> **Exercise description**: Rewrite the data below, putting "dot" in place of every "marker" and keeping everything else the same. Leave the pictures out of your version.

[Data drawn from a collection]

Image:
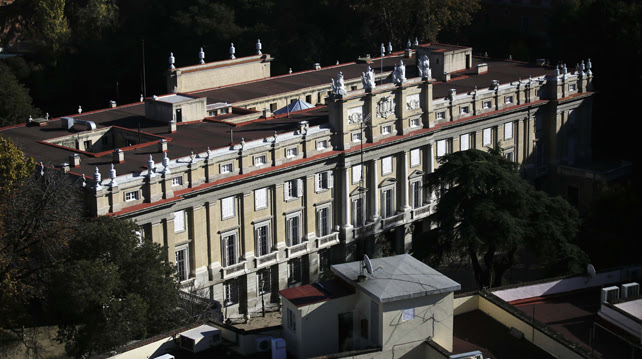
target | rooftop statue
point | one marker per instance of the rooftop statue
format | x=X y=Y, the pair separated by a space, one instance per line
x=338 y=86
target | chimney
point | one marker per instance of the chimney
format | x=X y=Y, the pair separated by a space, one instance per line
x=74 y=160
x=118 y=156
x=162 y=145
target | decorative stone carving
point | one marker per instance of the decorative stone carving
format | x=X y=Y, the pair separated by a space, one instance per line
x=386 y=107
x=355 y=115
x=338 y=86
x=424 y=67
x=367 y=79
x=412 y=102
x=399 y=74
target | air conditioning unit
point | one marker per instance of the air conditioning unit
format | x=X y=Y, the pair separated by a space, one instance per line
x=263 y=344
x=610 y=293
x=630 y=290
x=200 y=338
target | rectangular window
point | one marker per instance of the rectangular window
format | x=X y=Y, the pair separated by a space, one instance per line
x=131 y=196
x=264 y=281
x=179 y=221
x=228 y=167
x=386 y=165
x=387 y=203
x=177 y=181
x=260 y=160
x=323 y=181
x=229 y=245
x=262 y=234
x=260 y=199
x=322 y=145
x=291 y=320
x=323 y=222
x=291 y=152
x=293 y=229
x=358 y=212
x=417 y=194
x=464 y=142
x=231 y=292
x=487 y=136
x=182 y=264
x=508 y=130
x=293 y=189
x=356 y=173
x=415 y=157
x=295 y=271
x=227 y=207
x=441 y=148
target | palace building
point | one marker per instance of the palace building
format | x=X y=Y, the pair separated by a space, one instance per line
x=248 y=203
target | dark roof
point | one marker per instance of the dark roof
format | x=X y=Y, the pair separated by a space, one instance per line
x=315 y=293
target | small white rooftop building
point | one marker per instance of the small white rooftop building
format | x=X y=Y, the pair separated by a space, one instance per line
x=394 y=310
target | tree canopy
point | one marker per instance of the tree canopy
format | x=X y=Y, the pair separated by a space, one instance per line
x=486 y=213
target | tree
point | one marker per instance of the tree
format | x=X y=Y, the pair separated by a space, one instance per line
x=486 y=214
x=15 y=102
x=112 y=289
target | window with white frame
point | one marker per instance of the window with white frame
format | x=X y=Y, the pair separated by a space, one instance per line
x=229 y=244
x=260 y=198
x=179 y=221
x=358 y=211
x=322 y=144
x=260 y=160
x=231 y=292
x=228 y=167
x=487 y=136
x=262 y=236
x=182 y=263
x=324 y=224
x=508 y=130
x=132 y=196
x=323 y=181
x=387 y=202
x=291 y=152
x=177 y=181
x=264 y=281
x=227 y=207
x=386 y=165
x=464 y=142
x=415 y=157
x=356 y=173
x=417 y=194
x=442 y=148
x=293 y=189
x=293 y=229
x=295 y=271
x=291 y=320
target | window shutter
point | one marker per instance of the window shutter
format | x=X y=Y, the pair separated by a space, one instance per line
x=299 y=188
x=317 y=179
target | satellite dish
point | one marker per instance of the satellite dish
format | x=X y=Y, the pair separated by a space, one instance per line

> **Task solution**:
Image:
target | rooftop statue
point | one dot per instance of the rooftop statue
format | x=X y=Y, the pair separated by a space, one instance per line
x=338 y=86
target | chimney
point | one dot per instance of the chimney
format | x=X y=Y, the pair separated by a space, one instance per line
x=74 y=160
x=118 y=156
x=162 y=145
target | decorative stone carving
point | one dot per instance of the decorative stone carving
format | x=X y=Y, the pair separated by a space, one instance per line
x=386 y=107
x=355 y=115
x=338 y=86
x=424 y=67
x=367 y=79
x=412 y=102
x=399 y=74
target | air conditioning unit
point | one dot per instance of the air conditioning unit
format | x=X y=Y, the pair separated by a space, one instance per line
x=263 y=344
x=610 y=293
x=630 y=290
x=200 y=338
target | rectangular window
point | one dot per instance of the rectangular window
format | x=X y=Y, the pair separated by a space, one instance per line
x=131 y=196
x=264 y=281
x=179 y=221
x=228 y=167
x=386 y=165
x=387 y=203
x=177 y=181
x=260 y=160
x=323 y=181
x=229 y=245
x=262 y=234
x=260 y=199
x=322 y=145
x=291 y=320
x=323 y=222
x=291 y=152
x=293 y=229
x=358 y=212
x=417 y=194
x=464 y=142
x=231 y=292
x=487 y=136
x=182 y=264
x=508 y=130
x=293 y=189
x=356 y=173
x=415 y=157
x=295 y=271
x=227 y=207
x=441 y=148
target | palace building
point | one dot per instance of the palace building
format | x=X y=Y, the pair separated by a space, one instance per line
x=248 y=203
target | dark roof
point | one dot per instance of the dark roof
format | x=X y=Y, the pair separated by a space, one instance per line
x=315 y=293
target | small white rooftop building
point | one dot per instance of the small white rooftop building
format | x=X y=Y, the pair separated by a space, one instance per line
x=394 y=310
target | tree canopy
point | one dot per instance of the tree canopy
format | x=X y=Y, the pair separated by a space, one instance per line
x=486 y=213
target | tree
point | one dot per instance of the tree
format | x=X y=Y, the pair separated by a space, one instance per line
x=486 y=214
x=15 y=102
x=112 y=289
target | window with white frame
point | one dot per instance of the window with white frame
format | x=X y=Y, the pair separated by a space, one instance per line
x=229 y=244
x=260 y=198
x=179 y=221
x=358 y=211
x=322 y=144
x=260 y=160
x=231 y=292
x=228 y=167
x=487 y=136
x=262 y=236
x=182 y=263
x=324 y=224
x=508 y=130
x=132 y=196
x=323 y=181
x=387 y=202
x=291 y=152
x=177 y=181
x=264 y=281
x=227 y=207
x=386 y=165
x=464 y=142
x=415 y=157
x=356 y=173
x=417 y=194
x=442 y=148
x=293 y=189
x=293 y=229
x=295 y=271
x=291 y=320
target | window shutter
point | one dot per instance of the window shutter
format | x=X y=Y, the pair separated by a space, one instance per line
x=299 y=188
x=317 y=179
target | satellite dish
point | one dot per instance of the satellite dish
format | x=X y=Y, the pair separated by a space, one instance per line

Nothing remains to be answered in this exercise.